» Pointing dataset excerpts:
## BEGIN
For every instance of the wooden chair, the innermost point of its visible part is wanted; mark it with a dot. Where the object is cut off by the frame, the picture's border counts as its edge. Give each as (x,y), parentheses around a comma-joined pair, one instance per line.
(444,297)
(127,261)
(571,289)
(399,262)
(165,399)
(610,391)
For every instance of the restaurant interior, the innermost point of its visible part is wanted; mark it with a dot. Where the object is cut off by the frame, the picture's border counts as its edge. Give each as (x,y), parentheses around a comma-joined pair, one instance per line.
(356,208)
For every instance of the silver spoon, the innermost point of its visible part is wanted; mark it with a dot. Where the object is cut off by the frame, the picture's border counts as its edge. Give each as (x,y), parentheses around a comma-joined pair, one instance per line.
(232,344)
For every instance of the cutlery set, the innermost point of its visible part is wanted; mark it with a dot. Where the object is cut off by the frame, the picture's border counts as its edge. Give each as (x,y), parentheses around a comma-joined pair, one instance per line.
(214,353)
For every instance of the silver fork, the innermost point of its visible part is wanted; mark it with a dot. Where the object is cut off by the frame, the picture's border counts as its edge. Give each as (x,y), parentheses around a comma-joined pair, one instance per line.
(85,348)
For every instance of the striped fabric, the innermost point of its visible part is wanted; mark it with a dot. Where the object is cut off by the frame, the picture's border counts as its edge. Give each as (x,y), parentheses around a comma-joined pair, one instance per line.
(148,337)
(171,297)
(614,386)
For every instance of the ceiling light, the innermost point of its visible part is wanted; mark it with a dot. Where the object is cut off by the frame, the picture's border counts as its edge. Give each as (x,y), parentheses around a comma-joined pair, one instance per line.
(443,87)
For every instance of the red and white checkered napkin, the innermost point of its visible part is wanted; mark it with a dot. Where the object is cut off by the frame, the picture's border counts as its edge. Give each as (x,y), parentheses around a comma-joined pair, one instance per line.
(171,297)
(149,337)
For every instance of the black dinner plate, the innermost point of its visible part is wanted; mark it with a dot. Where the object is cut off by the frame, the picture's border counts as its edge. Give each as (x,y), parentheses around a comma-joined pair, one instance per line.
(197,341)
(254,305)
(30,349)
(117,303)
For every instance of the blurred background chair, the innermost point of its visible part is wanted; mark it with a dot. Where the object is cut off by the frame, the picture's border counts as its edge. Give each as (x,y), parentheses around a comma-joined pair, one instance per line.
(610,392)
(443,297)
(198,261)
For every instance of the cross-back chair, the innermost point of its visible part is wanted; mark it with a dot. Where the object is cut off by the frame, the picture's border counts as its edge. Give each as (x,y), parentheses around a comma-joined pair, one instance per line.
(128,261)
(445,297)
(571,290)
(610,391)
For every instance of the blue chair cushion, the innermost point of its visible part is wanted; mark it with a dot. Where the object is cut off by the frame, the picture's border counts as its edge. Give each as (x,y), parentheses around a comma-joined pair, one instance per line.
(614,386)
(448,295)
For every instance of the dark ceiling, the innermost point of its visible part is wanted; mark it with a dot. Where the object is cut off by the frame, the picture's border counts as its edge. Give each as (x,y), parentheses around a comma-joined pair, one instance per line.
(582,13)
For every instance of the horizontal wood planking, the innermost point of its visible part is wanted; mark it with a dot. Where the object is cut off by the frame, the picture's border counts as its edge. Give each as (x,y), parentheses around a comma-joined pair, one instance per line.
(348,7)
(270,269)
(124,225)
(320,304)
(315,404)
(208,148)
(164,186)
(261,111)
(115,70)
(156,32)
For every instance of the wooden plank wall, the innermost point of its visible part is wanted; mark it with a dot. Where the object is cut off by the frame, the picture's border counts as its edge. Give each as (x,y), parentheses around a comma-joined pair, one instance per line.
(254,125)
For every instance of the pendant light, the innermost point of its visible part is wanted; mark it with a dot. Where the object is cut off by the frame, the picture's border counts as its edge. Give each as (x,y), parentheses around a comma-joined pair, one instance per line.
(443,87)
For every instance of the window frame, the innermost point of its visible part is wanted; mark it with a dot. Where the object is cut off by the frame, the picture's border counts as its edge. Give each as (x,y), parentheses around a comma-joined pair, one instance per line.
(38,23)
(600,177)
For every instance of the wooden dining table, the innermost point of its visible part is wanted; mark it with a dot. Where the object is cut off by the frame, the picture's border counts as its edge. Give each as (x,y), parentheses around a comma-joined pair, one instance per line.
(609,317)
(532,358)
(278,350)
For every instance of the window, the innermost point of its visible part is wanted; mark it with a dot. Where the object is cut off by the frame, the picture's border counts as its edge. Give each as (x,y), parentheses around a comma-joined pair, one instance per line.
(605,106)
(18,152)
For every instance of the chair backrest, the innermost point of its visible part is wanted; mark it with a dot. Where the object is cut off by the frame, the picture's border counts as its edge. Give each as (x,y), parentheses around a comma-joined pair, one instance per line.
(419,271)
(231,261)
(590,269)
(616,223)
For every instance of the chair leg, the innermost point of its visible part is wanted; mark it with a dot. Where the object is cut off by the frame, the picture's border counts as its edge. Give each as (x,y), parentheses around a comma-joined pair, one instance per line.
## END
» Task instructions: In the entries above, take the line containing "For every instance of the wooden dining" and each later line through the last, and repeat them exactly. Output nothing else.

» Result of the exercise:
For every instance of the wooden dining table, the innermost point of its visible part is wanted; mark it with a dot. Where the object is cut off by the frame, the picture's border counts as its edge. Give each as (x,y), parentheses around a comma-joined pair, one instance per line.
(609,317)
(532,358)
(278,350)
For every instance of the window, the innermost point of its visible part is wanted; mark it with a dot. Where the object is cut off by the frame, the picture's border counts as its edge. Give each as (x,y), parentheses around a comma-joined pair, one instance per line.
(605,106)
(18,152)
For every instance of the chair backrest, the innermost point of its visible part is wanted; mark it with a dot. Where the object is cut off by the frame, the picture's border counts as its edge. Give each as (x,y), parentheses around a comma-joined pair, one instance per line.
(419,271)
(231,261)
(590,269)
(616,223)
For every instance of the chair leg, the innermost point of its visible part is wanted; mark it with a dot. Where the object is cut off by the frame, the picture's border counts as its edge. Give each as (x,y), parentheses around a comma-joined pair, one instance per line.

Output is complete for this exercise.